• _Task to complete_:
Only the lines from the one containing "helmet and record the pixel coordinates." to the end of the records belong in the output; print them exactly.

-- start Available records --

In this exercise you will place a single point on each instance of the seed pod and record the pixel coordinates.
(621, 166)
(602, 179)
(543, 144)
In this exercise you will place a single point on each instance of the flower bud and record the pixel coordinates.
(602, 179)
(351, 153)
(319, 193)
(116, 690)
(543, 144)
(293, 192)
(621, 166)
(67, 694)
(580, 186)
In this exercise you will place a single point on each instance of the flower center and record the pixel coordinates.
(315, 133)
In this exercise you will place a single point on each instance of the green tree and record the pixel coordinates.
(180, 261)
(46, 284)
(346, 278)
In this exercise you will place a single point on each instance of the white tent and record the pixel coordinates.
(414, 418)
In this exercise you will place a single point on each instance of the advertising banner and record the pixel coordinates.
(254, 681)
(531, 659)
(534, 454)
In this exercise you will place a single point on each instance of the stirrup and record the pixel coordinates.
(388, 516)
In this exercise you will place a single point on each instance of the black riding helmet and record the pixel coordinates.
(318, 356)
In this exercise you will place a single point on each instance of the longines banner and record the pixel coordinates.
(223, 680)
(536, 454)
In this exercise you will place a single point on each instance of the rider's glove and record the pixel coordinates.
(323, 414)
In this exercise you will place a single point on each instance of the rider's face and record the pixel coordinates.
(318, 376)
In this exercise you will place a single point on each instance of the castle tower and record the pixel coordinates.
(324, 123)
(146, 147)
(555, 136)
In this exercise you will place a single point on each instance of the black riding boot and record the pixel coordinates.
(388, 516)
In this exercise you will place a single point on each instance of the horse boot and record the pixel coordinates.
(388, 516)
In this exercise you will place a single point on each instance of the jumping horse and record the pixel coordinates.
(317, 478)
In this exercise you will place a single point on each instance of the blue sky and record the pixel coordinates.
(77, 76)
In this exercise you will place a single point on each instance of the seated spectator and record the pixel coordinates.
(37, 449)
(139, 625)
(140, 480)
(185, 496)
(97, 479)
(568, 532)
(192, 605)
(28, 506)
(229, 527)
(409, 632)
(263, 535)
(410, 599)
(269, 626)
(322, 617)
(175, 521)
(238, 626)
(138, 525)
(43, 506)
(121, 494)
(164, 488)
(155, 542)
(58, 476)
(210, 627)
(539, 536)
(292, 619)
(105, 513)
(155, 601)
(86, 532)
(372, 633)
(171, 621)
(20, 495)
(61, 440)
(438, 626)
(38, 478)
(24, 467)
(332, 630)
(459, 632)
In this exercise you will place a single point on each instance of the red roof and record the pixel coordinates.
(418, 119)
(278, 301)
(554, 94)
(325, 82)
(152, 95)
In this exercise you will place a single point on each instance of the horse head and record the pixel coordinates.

-- end Available records --

• _Exercise result_:
In this exercise you will place a single point on each instance of the black riding helmet and record the pixel coordinates.
(318, 356)
In this exercise you will place a single point on each instance of the longines banner and record the pixel coordinates.
(223, 680)
(536, 454)
In this exercise you will place a single point on each instance of the rider's glove and record the pixel coordinates.
(323, 414)
In this exercise you will place a single point on each instance of the rider's face and record the pixel coordinates.
(318, 376)
In this exercise you will place a single point on each instance of the castle tower and record the pixel coordinates.
(324, 123)
(146, 147)
(555, 136)
In this exercise you will place a single point on each instance of the black riding boot and record the pixel coordinates.
(388, 516)
In this exercise you will place a single point on each instance of the horse boot and record the pixel coordinates.
(388, 516)
In this exercise you will place a single point on each instance of the jumping horse and record the pixel coordinates.
(317, 478)
In this exercise you will place a single point on each instance of the blue sky and record the pixel coordinates.
(77, 76)
In this exercise you will place a single point on each instance of the seated spectator and record the pixel coordinates.
(37, 449)
(139, 625)
(140, 480)
(185, 496)
(97, 479)
(568, 532)
(192, 605)
(28, 506)
(229, 527)
(409, 632)
(263, 535)
(410, 599)
(269, 626)
(322, 617)
(175, 521)
(238, 626)
(138, 525)
(43, 506)
(121, 494)
(164, 488)
(155, 542)
(58, 476)
(210, 627)
(539, 536)
(292, 619)
(105, 513)
(155, 601)
(86, 532)
(372, 633)
(171, 621)
(20, 495)
(61, 440)
(438, 626)
(38, 478)
(24, 467)
(332, 630)
(459, 632)
In this exercise you will place a single point on each instance of the red roof and record the pixel coordinates.
(418, 119)
(278, 301)
(554, 94)
(325, 82)
(152, 95)
In this exercise you will place a single point on each instance of the horse head and record the pixel coordinates.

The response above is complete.